Search the records for the word "desert" and pick out every line that has it.

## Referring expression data
-------------------------

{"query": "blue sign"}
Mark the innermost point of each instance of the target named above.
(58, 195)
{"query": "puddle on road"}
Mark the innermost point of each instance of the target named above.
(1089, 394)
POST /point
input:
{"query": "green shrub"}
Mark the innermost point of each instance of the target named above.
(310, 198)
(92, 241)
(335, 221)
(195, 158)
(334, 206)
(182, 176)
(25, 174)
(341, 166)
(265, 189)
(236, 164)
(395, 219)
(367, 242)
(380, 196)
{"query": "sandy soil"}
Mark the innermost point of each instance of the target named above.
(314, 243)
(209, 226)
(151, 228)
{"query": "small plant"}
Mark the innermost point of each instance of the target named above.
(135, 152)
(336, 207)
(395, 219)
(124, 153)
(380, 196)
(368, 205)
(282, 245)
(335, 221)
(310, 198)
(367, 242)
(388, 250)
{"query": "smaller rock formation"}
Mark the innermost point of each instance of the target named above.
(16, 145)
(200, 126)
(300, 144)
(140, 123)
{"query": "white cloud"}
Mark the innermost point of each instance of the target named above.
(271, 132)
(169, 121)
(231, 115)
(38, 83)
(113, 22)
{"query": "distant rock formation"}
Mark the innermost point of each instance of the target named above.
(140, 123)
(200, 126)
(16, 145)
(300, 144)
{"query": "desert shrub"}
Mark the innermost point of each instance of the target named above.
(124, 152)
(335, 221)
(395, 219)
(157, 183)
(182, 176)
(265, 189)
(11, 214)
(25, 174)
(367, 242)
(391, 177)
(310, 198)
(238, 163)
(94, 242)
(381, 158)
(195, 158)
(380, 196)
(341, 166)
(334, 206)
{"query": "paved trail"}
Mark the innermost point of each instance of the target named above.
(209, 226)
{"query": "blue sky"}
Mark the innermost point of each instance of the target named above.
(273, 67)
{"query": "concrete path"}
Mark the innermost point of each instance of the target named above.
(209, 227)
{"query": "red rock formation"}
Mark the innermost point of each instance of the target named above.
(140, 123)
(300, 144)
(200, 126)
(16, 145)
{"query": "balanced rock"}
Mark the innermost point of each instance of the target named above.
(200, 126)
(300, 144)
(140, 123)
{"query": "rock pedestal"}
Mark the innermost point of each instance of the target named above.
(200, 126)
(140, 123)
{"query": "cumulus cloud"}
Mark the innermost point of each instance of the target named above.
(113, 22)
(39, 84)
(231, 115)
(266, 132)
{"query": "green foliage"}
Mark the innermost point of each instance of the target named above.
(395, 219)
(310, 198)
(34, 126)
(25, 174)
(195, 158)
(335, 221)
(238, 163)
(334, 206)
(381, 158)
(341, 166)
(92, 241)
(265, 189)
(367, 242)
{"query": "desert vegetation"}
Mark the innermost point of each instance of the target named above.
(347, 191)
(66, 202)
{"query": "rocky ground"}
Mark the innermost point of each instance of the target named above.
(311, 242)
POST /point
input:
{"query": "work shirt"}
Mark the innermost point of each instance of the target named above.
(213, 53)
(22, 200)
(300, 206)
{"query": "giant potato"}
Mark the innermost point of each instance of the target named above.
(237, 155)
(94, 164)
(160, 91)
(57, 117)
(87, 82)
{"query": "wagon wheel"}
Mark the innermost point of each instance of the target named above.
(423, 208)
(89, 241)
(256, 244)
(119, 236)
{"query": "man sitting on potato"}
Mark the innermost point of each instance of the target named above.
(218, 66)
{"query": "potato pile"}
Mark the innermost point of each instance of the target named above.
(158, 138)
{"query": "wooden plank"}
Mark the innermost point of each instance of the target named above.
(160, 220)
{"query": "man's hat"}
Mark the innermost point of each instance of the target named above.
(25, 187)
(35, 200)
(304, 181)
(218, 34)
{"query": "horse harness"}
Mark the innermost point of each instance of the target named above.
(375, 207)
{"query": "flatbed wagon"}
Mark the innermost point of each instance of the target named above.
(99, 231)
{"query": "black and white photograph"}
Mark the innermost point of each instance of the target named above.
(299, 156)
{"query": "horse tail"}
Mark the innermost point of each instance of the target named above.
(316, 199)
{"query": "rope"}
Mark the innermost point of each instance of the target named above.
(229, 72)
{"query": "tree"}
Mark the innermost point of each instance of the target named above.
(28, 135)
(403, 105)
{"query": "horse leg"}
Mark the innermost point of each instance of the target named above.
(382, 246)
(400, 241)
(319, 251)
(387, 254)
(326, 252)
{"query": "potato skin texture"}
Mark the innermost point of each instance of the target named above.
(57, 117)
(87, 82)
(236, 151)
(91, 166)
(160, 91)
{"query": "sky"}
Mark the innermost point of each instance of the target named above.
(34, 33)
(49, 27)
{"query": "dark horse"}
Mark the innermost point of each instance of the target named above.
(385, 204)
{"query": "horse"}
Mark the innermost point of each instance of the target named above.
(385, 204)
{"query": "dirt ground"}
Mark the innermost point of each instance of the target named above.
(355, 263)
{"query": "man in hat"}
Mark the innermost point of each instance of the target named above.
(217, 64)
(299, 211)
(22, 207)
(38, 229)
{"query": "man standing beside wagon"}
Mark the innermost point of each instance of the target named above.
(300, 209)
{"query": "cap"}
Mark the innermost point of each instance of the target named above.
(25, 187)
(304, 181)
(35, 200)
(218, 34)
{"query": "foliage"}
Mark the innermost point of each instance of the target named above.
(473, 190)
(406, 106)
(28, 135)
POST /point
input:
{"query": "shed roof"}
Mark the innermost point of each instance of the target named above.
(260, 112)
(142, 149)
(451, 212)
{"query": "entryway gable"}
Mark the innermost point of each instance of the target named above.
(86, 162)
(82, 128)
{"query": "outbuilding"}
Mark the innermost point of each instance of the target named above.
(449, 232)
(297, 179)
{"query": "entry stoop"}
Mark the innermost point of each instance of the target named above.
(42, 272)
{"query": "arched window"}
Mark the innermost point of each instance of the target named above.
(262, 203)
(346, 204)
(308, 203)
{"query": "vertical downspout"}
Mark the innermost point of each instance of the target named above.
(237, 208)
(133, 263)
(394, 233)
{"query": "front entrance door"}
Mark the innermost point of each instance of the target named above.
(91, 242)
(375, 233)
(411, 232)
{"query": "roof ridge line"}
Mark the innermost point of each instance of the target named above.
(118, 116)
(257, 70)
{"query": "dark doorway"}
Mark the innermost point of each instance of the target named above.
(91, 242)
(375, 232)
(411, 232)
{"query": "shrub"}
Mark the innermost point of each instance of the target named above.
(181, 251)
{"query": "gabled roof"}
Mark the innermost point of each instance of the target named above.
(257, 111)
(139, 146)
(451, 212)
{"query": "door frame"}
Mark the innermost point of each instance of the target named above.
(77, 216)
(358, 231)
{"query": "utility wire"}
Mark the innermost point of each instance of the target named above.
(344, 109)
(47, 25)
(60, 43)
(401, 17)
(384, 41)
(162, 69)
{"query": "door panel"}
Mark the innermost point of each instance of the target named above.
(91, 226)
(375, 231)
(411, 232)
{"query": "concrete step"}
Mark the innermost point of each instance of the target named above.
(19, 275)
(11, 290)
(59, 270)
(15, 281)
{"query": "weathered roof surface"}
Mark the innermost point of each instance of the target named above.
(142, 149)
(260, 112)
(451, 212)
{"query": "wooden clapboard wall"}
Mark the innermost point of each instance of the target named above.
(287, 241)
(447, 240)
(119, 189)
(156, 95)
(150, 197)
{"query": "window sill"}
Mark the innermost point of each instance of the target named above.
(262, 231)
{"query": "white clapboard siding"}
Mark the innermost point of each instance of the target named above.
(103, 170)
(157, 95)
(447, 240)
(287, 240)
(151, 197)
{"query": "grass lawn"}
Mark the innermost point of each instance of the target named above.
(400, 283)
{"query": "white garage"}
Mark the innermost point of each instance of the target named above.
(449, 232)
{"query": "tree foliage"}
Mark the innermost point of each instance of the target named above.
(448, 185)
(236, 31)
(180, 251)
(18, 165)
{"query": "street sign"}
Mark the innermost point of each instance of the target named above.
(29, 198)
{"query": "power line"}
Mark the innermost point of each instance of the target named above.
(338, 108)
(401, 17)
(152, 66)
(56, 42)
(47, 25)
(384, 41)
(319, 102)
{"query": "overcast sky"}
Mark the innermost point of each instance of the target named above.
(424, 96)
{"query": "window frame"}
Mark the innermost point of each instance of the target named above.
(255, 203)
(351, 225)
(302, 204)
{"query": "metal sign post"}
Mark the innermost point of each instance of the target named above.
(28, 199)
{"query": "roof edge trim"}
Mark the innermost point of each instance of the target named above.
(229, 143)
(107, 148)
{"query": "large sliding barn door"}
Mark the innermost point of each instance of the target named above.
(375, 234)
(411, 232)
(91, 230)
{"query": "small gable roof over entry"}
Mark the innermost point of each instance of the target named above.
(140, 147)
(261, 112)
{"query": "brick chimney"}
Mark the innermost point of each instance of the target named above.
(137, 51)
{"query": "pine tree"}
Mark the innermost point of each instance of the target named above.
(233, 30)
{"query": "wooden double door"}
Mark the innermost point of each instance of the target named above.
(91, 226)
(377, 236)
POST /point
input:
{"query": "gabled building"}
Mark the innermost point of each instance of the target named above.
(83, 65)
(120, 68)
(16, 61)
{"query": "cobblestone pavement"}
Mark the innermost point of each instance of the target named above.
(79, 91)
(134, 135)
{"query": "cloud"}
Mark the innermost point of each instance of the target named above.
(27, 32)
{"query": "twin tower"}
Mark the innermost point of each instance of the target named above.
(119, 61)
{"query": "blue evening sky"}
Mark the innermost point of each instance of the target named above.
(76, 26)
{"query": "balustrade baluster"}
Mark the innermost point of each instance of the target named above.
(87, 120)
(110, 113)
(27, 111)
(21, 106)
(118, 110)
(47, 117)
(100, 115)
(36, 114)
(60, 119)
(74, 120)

-------------------------

## YOUR RESPONSE
{"query": "desert shrub"}
{"query": "desert vegetation"}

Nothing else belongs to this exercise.